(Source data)
◇ ◇ ◇ ◇ ◇ ◇ ◇

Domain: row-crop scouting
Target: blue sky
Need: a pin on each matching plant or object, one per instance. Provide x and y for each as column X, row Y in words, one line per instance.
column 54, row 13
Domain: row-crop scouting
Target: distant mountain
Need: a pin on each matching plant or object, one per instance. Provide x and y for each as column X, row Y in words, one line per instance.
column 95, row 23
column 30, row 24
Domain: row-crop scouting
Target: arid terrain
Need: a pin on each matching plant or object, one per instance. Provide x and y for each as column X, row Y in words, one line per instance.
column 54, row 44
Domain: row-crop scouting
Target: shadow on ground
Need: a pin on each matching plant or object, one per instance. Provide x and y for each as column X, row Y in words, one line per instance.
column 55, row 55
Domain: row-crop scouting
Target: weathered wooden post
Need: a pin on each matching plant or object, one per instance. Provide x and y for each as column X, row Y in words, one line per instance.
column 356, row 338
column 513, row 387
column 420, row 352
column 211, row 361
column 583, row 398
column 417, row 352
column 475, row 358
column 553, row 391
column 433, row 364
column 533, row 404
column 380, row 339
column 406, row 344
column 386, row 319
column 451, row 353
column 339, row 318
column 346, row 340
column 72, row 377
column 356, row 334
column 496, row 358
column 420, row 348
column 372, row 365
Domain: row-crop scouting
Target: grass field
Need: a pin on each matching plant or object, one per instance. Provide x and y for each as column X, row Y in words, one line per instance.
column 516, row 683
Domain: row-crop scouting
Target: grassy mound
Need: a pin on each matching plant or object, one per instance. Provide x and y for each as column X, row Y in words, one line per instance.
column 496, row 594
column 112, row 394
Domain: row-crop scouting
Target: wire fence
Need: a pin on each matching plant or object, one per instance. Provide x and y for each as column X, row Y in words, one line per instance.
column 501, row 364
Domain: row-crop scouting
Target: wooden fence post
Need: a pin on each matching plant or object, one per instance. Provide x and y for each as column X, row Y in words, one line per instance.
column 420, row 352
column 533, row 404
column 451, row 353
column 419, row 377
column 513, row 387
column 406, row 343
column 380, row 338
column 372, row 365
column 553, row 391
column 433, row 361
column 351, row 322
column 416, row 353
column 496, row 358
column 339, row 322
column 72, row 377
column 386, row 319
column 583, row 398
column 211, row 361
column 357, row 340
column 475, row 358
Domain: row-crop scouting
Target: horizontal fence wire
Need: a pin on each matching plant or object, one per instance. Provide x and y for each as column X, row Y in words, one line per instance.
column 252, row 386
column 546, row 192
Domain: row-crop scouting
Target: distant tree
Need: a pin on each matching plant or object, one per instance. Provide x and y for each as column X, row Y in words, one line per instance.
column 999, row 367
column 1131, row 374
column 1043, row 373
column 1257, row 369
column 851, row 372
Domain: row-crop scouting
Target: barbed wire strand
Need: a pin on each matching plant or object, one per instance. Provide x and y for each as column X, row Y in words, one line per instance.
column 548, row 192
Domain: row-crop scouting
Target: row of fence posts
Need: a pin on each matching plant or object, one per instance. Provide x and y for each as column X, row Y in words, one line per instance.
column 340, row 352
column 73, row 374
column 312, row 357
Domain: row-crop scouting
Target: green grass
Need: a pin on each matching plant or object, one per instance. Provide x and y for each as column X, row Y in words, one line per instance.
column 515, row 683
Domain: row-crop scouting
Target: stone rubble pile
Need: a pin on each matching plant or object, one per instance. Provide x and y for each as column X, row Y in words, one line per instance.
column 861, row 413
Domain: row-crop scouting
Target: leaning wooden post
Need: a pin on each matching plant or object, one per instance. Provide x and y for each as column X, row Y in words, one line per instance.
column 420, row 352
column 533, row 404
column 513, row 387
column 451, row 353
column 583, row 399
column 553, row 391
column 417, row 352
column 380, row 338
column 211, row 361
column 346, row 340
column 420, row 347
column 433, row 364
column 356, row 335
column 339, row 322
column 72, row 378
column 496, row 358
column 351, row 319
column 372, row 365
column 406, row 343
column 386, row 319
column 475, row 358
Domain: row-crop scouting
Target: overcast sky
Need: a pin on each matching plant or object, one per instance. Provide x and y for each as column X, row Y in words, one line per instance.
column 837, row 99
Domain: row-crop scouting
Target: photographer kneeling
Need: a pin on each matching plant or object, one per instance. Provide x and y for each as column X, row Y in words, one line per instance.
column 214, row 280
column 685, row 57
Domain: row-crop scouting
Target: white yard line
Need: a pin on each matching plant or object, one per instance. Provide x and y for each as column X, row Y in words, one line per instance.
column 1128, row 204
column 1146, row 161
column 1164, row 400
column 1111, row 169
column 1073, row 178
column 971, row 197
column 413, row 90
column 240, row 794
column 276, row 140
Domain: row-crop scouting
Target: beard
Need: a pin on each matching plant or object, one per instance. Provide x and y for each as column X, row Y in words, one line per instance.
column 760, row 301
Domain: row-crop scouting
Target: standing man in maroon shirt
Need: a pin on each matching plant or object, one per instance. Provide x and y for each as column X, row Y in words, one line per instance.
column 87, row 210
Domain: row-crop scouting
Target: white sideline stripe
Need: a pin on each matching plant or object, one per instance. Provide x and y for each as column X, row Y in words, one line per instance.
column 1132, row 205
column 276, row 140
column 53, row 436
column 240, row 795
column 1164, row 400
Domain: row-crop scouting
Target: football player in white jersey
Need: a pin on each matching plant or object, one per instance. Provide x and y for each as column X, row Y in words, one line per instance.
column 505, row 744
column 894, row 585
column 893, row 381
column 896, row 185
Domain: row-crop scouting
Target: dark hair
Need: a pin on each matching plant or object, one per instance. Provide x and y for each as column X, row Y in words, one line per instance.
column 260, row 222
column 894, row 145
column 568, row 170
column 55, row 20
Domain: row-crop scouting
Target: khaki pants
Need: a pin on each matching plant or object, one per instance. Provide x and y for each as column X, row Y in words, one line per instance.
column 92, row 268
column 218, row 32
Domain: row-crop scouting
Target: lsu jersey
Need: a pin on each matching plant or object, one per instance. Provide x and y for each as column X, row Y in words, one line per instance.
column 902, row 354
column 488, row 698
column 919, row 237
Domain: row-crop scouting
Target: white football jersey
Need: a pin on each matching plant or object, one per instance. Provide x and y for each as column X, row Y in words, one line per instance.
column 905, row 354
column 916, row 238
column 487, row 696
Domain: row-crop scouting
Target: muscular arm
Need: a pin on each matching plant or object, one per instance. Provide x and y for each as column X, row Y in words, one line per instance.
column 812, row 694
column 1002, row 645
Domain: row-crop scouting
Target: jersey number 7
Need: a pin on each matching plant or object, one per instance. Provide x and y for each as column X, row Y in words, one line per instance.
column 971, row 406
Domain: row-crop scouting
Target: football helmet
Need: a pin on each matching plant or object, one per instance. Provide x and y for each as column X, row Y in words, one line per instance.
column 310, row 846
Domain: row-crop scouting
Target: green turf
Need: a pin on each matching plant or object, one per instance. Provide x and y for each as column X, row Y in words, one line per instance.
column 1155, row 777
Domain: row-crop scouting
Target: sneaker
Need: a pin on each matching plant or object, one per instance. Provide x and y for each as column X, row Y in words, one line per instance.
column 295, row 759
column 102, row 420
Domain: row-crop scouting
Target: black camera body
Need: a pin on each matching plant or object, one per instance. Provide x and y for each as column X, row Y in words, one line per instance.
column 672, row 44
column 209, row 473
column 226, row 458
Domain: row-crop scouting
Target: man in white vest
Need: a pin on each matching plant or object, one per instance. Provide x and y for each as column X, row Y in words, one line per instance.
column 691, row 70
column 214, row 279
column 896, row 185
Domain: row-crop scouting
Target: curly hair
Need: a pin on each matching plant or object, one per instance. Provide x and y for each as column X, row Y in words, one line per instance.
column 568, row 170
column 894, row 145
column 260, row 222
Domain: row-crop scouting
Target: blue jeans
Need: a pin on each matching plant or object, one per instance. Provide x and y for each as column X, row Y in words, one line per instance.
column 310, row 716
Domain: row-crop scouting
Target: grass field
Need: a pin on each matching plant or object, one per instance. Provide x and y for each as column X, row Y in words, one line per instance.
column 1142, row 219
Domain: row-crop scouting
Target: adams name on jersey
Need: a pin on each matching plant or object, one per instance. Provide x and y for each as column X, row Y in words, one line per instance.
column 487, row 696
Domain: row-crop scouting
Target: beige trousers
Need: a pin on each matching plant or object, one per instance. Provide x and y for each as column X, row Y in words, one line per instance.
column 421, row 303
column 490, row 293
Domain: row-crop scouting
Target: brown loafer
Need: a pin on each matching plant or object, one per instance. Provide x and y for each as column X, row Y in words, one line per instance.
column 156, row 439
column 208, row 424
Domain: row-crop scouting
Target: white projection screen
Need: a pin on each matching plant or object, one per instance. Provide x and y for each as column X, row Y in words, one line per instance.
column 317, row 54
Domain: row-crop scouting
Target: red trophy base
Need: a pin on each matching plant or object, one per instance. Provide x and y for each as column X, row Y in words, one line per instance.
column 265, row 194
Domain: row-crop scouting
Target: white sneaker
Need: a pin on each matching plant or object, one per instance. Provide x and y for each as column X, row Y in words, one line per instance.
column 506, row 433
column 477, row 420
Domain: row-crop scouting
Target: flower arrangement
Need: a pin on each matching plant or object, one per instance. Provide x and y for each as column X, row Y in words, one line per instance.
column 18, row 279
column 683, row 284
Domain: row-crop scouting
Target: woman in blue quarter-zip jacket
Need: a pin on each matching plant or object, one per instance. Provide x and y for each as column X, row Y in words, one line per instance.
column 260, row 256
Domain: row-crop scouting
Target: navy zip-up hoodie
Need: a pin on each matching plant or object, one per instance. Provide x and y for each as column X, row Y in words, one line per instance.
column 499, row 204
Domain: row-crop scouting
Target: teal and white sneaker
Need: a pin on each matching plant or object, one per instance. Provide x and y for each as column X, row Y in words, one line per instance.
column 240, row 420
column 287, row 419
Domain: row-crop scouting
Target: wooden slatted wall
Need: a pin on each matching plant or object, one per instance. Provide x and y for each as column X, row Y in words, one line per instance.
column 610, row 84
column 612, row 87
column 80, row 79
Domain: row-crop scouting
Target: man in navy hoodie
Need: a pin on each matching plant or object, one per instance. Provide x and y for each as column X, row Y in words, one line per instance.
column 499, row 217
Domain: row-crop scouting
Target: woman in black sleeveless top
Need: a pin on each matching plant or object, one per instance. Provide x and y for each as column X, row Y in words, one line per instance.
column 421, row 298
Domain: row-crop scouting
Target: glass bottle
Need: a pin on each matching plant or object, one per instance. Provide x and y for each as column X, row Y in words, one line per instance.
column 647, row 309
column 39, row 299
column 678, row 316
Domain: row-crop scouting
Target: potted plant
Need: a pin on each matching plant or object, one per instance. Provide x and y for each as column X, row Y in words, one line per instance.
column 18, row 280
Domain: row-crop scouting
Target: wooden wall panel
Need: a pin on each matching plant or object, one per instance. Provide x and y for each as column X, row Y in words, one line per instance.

◇ ◇ ◇ ◇ ◇ ◇ ◇

**What the task requires:** Whenever the word "black" shows up in a line of the entries above, copy that line.

**Exercise output:**
Target: black camera body
Target: woman in black sleeveless top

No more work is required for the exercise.